◆ Task instructions
Everything in the entries below should be restated exactly, except for the pictures.

◆ Material supplied

···

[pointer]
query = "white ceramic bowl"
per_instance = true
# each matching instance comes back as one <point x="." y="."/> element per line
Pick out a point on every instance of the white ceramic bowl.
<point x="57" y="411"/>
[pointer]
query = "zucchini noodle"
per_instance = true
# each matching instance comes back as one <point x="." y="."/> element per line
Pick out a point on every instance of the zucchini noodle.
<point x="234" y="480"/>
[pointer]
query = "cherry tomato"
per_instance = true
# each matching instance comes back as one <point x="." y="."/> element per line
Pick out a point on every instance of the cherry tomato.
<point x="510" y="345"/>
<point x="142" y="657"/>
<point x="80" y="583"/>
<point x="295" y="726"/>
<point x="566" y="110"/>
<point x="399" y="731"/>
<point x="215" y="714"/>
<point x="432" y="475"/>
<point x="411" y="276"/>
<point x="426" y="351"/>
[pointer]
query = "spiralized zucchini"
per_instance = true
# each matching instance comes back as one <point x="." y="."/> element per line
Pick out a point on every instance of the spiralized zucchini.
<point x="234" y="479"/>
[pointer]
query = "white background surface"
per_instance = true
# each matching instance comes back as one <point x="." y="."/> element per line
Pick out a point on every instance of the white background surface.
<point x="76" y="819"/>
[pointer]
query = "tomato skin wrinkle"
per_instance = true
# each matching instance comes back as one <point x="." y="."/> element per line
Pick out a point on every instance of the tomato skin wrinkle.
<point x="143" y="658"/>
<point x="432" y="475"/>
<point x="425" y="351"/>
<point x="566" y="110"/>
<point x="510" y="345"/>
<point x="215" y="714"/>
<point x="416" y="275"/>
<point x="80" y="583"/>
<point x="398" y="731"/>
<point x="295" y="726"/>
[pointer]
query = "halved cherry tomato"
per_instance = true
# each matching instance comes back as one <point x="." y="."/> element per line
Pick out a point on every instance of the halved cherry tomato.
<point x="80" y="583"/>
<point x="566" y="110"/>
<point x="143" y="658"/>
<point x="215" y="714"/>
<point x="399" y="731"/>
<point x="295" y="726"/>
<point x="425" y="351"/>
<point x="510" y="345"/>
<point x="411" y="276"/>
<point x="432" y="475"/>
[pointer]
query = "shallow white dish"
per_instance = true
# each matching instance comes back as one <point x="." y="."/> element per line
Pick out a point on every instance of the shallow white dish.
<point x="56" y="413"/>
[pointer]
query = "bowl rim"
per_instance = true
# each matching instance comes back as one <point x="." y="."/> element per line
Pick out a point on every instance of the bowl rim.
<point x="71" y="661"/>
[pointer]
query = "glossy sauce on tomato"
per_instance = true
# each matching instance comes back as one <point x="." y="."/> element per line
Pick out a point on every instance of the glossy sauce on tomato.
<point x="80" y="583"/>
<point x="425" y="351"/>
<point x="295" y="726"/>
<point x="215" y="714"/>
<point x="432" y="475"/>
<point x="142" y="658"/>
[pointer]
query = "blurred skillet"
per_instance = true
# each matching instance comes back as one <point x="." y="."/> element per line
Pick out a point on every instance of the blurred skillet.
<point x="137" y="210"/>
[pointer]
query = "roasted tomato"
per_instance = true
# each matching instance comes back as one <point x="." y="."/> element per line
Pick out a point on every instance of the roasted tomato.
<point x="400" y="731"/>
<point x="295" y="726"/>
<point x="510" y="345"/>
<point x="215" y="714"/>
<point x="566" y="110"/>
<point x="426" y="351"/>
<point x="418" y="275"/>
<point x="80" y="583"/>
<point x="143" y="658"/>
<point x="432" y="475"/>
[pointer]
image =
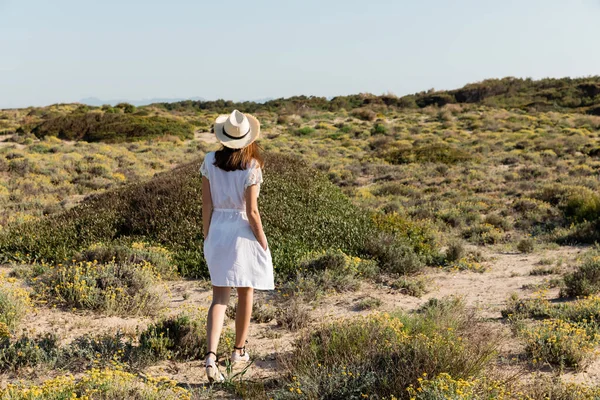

···

◆ Response area
[pointer]
query = "white ceramic bowl"
per_instance = true
# each matching instance comes back as one <point x="." y="."/> element per line
Pick out a point on every instance of the white ceramic bowl.
<point x="57" y="411"/>
[pointer]
query = "zucchini noodle"
per_instance = true
# each matching instance comes back as one <point x="." y="."/> element per line
Pick out a point on every instance of the zucchini noodle.
<point x="234" y="480"/>
[pointer]
query = "cherry tomato"
per_instance = true
# each matching instance comes back as one <point x="." y="."/> element per line
Pick out a point on every instance of the cherry tomato.
<point x="510" y="345"/>
<point x="142" y="657"/>
<point x="80" y="583"/>
<point x="295" y="726"/>
<point x="566" y="110"/>
<point x="399" y="731"/>
<point x="215" y="714"/>
<point x="432" y="475"/>
<point x="411" y="276"/>
<point x="426" y="351"/>
[pointer]
query = "spiralized zucchini"
per_instance = true
# each matching instance comes back as one <point x="." y="."/> element per line
Pick out a point on every instance of the spiralized zucchini.
<point x="234" y="479"/>
[pointer]
query = "white background surface"
per_instance = true
# each matching instance comes back as one <point x="." y="."/> element per line
Pick out a point on every instance of the white background surface.
<point x="76" y="819"/>
[pointer]
query = "tomato skin wrinkle"
per_instance = true
# each matching instance comes back as one <point x="." y="."/> element per line
Pick out a point on every instance of the tomato skin wrinkle.
<point x="143" y="658"/>
<point x="432" y="475"/>
<point x="425" y="351"/>
<point x="566" y="110"/>
<point x="510" y="345"/>
<point x="215" y="714"/>
<point x="416" y="275"/>
<point x="80" y="583"/>
<point x="398" y="731"/>
<point x="295" y="726"/>
[pointer]
query = "halved cherry tomato"
per_instance = true
# each matching instance comes back as one <point x="." y="."/> element per line
Pick out a point on every instance of the halved cherry tomato.
<point x="80" y="583"/>
<point x="566" y="110"/>
<point x="143" y="658"/>
<point x="215" y="714"/>
<point x="399" y="731"/>
<point x="295" y="726"/>
<point x="425" y="351"/>
<point x="510" y="345"/>
<point x="411" y="276"/>
<point x="432" y="475"/>
[pointer]
query = "shallow white dish"
per_instance = true
# each matching instance comes back as one <point x="." y="."/> element per line
Pick out a point on every instance of the shallow white dish.
<point x="56" y="413"/>
[pointer]
query = "bowl rim"
per_instance = true
# each matching instance comes back as one <point x="." y="."/> element per line
Pick out a point on every instance of the bowl rim.
<point x="71" y="661"/>
[pointer]
query = "glossy sauce on tomato"
per_instance = true
# each matching instance comes back as one <point x="." y="."/> element per line
Pick out a point on every instance of the glossy sauce on tomato.
<point x="80" y="583"/>
<point x="425" y="351"/>
<point x="295" y="726"/>
<point x="215" y="714"/>
<point x="432" y="475"/>
<point x="142" y="658"/>
[pointer]
query = "blurred skillet"
per_instance = true
# each matching instance comes back as one <point x="." y="."/> element per line
Pick out a point on every instance of the blurred skillet.
<point x="137" y="210"/>
[pointer]
query = "roasted tomato"
per_instance = true
# each matching instance comes back as one <point x="." y="."/> element per line
Pick out a point on every instance of the roasted tomato.
<point x="400" y="731"/>
<point x="295" y="726"/>
<point x="510" y="345"/>
<point x="215" y="714"/>
<point x="566" y="110"/>
<point x="426" y="351"/>
<point x="418" y="275"/>
<point x="80" y="583"/>
<point x="143" y="658"/>
<point x="432" y="475"/>
[pointer]
image =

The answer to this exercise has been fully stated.